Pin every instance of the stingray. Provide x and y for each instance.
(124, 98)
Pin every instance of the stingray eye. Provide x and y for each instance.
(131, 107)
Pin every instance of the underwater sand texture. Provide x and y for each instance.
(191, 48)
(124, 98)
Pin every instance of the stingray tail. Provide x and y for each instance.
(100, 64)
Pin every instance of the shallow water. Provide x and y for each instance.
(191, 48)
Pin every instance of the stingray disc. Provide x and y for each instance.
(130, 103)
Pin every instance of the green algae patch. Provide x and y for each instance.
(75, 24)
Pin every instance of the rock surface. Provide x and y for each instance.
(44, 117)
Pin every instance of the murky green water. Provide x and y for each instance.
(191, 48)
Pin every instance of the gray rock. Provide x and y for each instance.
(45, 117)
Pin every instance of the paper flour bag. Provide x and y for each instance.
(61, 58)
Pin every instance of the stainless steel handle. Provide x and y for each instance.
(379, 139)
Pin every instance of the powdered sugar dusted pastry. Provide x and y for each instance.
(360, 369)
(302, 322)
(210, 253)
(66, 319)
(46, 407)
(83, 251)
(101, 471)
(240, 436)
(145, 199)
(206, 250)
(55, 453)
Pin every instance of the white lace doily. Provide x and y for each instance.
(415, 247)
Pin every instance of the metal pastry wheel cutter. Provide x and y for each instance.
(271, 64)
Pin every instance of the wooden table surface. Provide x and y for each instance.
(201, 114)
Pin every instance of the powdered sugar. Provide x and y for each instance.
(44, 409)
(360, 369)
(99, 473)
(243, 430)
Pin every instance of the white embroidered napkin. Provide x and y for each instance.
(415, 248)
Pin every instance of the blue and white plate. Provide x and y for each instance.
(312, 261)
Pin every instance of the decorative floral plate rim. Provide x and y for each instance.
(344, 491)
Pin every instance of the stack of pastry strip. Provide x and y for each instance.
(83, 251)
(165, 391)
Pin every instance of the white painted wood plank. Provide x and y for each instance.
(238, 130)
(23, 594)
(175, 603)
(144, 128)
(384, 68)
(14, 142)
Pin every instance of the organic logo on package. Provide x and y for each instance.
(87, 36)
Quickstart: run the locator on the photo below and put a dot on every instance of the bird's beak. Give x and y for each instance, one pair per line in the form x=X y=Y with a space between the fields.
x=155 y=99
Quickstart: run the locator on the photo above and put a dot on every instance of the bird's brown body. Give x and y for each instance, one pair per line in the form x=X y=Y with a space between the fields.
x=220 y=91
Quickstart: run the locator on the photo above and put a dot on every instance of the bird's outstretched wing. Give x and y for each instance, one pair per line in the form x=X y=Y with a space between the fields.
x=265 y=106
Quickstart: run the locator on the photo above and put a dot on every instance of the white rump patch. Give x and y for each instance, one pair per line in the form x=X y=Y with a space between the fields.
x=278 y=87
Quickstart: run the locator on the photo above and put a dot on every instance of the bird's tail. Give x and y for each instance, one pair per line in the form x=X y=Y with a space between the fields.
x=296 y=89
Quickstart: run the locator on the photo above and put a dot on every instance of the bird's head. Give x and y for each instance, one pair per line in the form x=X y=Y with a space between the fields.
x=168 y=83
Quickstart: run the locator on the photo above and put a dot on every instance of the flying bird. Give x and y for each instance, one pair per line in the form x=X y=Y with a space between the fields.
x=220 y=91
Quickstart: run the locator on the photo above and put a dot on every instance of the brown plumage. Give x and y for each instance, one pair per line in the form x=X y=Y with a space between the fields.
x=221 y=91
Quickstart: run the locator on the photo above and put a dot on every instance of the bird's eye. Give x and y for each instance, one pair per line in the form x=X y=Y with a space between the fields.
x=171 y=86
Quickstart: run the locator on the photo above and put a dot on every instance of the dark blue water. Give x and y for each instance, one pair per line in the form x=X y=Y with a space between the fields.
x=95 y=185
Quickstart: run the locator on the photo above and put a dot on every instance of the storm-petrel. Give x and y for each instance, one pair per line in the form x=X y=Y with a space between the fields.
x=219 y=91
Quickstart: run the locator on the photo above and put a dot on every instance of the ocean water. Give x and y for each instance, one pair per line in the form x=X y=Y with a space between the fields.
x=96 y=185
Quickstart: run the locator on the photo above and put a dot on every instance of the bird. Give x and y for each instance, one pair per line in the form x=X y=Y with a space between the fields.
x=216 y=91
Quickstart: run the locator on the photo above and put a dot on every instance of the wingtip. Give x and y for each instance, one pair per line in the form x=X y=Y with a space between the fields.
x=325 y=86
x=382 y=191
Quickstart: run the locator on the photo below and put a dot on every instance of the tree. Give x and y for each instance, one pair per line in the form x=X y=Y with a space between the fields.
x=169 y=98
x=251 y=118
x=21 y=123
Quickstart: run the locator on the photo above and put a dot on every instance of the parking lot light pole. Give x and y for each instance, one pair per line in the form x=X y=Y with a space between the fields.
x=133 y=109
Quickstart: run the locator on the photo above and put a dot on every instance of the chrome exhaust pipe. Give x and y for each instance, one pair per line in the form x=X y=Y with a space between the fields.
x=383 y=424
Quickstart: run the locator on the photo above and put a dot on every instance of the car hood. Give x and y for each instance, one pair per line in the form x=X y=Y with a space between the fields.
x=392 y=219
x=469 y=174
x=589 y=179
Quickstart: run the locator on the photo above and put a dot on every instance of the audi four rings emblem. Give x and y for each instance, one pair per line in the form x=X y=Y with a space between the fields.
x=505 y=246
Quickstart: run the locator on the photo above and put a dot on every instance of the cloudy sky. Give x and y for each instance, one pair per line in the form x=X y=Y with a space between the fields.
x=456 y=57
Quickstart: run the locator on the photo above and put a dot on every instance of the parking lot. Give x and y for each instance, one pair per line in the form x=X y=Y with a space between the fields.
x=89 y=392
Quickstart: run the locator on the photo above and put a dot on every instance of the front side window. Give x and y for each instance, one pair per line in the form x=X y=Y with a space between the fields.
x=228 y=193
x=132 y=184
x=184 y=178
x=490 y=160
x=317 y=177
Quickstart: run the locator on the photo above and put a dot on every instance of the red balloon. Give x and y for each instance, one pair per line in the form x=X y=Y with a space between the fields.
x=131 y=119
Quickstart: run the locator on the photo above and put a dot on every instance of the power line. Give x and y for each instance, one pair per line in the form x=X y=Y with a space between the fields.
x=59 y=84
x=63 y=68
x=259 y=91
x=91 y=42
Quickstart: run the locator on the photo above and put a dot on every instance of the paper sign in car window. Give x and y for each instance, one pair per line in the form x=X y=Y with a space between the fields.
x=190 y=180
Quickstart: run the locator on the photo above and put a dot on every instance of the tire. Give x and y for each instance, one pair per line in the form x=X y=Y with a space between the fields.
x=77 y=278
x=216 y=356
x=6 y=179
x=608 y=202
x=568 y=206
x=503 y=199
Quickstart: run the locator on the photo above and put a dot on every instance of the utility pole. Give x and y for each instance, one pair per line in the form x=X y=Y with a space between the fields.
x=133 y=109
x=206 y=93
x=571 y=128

= = = =

Write down every record shown above precisely.

Written response:
Pin every instance of the stingray. Provide x and y for each instance.
(124, 98)
Pin every instance of the stingray eye. Provide x and y for each instance.
(131, 107)
Pin every instance of the underwater sand texture. Provide x and y for each instance.
(191, 48)
(124, 98)
Pin every instance of the stingray tail. Provide x and y for each instance.
(100, 64)
Pin every instance of the shallow water. Provide x and y for each instance.
(191, 48)
Pin every instance of the stingray disc. Provide x and y for each instance.
(130, 103)
Pin every instance of the green algae patch. Provide x and y for each instance.
(75, 24)
Pin every instance of the rock surface. Provide x and y for each instance.
(44, 117)
Pin every instance of the murky green water. Provide x and y for each instance.
(191, 48)
Pin every instance of the gray rock. Provide x and y for each instance.
(45, 117)
Pin every instance of the paper flour bag. Provide x and y for each instance.
(61, 58)
Pin every instance of the stainless steel handle. Provide x and y for each instance.
(379, 139)
Pin every instance of the powdered sugar dusted pastry. Provide x and y for each instance.
(360, 369)
(302, 322)
(210, 253)
(66, 319)
(46, 407)
(83, 251)
(101, 471)
(240, 436)
(145, 199)
(206, 250)
(55, 453)
Pin every instance of the white lace doily. Provide x and y for each instance.
(415, 247)
Pin every instance of the metal pastry wheel cutter. Provide x and y for each instance.
(271, 64)
Pin every instance of the wooden table surface. Provide x and y for each instance.
(201, 114)
Pin every instance of the powdered sugar. Provide x and y for each instance.
(44, 409)
(360, 369)
(99, 473)
(243, 430)
Pin every instance of the white embroidered napkin. Provide x and y for each instance.
(415, 248)
Pin every instance of the blue and white plate. Provide x and y for each instance.
(312, 261)
Pin every instance of the decorative floral plate rim. Provide x and y for each instance.
(344, 491)
Pin every instance of the stack of pastry strip. Provide x and y for each instance.
(83, 251)
(165, 391)
Pin every instance of the white painted wood plank. Provide x and y for each instance.
(238, 130)
(23, 594)
(175, 603)
(144, 128)
(384, 68)
(14, 142)
Pin every instance of the organic logo on package. Provide x and y for each instance.
(87, 36)
Quickstart: run the locator on the photo below and put a dot on every instance of the bird's beak. Give x and y for each instance, one pair per line in the form x=X y=Y with a space between the fields.
x=155 y=99
Quickstart: run the locator on the photo above and put a dot on every instance of the bird's brown body. Give x and y for each instance, one pair per line in the form x=X y=Y with a space between the fields.
x=220 y=91
Quickstart: run the locator on the photo above and put a dot on every instance of the bird's outstretched wing. Give x and y for each instance, one pair per line in the form x=X y=Y with a space between the fields.
x=265 y=106
Quickstart: run the locator on the photo above and put a dot on every instance of the white rump patch. Give x and y for each instance, one pair per line in the form x=X y=Y with a space between the fields.
x=278 y=87
Quickstart: run the locator on the photo above and put a dot on every instance of the bird's tail. Give x and y for each instance, one pair per line in the form x=X y=Y with a space between the fields.
x=296 y=89
Quickstart: run the locator on the photo above and put a dot on every instance of the bird's head. Give x and y for each instance, one pair per line in the form x=X y=Y with a space between the fields.
x=168 y=83
Quickstart: run the locator on the photo above and put a dot on every instance of the flying bird. Give x and y for each instance, one pair per line in the form x=X y=Y with a space between the fields.
x=220 y=91
Quickstart: run the locator on the photo above and put a dot on every instance of the brown plumage. Give x and y for each instance, one pair per line in the form x=X y=Y with a space between the fields.
x=221 y=91
Quickstart: run the locator on the photo above and put a dot on every instance of the bird's eye. Give x and y for each instance, one pair per line in the form x=X y=Y with a space between the fields.
x=171 y=86
Quickstart: run the locator on the photo above and put a dot on every instance of the dark blue water. Give x and y for each instance, one pair per line in the form x=X y=Y with a space between the fields.
x=95 y=185
Quickstart: run the locator on the photo above and put a dot on every instance of the storm-petrel. Give x and y for each instance, one pair per line in the form x=X y=Y with a space between the fields.
x=219 y=91
Quickstart: run the locator on the photo above and put a dot on every instance of the ocean water. Give x and y for each instance, one pair per line in the form x=X y=Y with a space between the fields.
x=96 y=185
Quickstart: run the locator on the photo above and put a dot on every instance of the bird. Give x and y for each instance, one pair per line in the form x=X y=Y with a space between the fields.
x=216 y=91
Quickstart: run the locator on the photo above and put a dot on every instance of the wingtip. Give x and y for each instance, one pair per line in the form x=X y=Y with a space between the fields.
x=325 y=86
x=382 y=191
Quickstart: run the locator on the photo below and put a dot on every instance of the tree. Give x and y for each instance, one pair per line in the form x=X y=Y with a space between the fields.
x=169 y=98
x=251 y=118
x=21 y=123
Quickstart: run the locator on the photo above and put a dot on every instance of the parking lot light pole. Give x and y for each instance, one pair per line in the form x=X y=Y with a space between the fields.
x=133 y=109
Quickstart: run the locator on the photo above and put a dot on every instance of the chrome exhaust pipe. Give x and y for each instance, one pair per line in the form x=X y=Y with a space between the fields.
x=383 y=424
Quickstart: run the locator on the photo above and put a dot on every instance of the car hood. Give x and y for each instance, one pair per line in the form x=X y=Y with a space between the fields.
x=392 y=219
x=469 y=174
x=589 y=179
Quickstart: run the locator on the photo above and put a dot on every instance of the audi four rings emblem. Give x and y for each instance, one pair per line in the form x=X y=Y with a space between the fields.
x=505 y=246
Quickstart: run the locator on the photo above and put a dot on every instance of the cloudy sky. Give x and y for each instance, one pair per line in the form x=X y=Y with a space between the fields.
x=456 y=57
Quickstart: run the locator on the photo above and put a dot on every instance of the parking lot. Give x and y for each instance, one pair per line in the form x=X y=Y with a space between the fields.
x=89 y=392
Quickstart: run the locator on the photo above and put a dot on every instance of the front side window. Give x and y for each instance, one pair per line in the form x=X y=Y with a space between the fields.
x=228 y=193
x=132 y=184
x=184 y=178
x=490 y=160
x=317 y=177
Quickstart: run the locator on the photo above and put a dot on every instance of the red balloon. Give x and y for each instance, one pair per line in the form x=X y=Y with a space between the fields.
x=131 y=119
Quickstart: run the locator on the photo above and put a dot on every instance of the power line. Give x and y for each instance, one pair per line in the form x=X y=Y with a space between the fields.
x=59 y=84
x=63 y=68
x=259 y=91
x=91 y=42
Quickstart: run the locator on the photo above and put a dot on every instance of the paper sign in car window. Give x and y for each instance, one pair per line in the form x=X y=Y with a space between the fields.
x=190 y=180
Quickstart: run the locator on the photo above and put a dot on every instance of the tire. Give x and y for each instance, one pair per line in the form x=X y=Y with a space between the fields.
x=77 y=278
x=216 y=356
x=6 y=179
x=608 y=202
x=568 y=206
x=503 y=199
Quickstart: run the locator on the photo above and put a dot on every instance of the utility pole. Give x and y for each instance, one pair per line in the form x=X y=Y with a space between the fields.
x=133 y=109
x=206 y=93
x=571 y=128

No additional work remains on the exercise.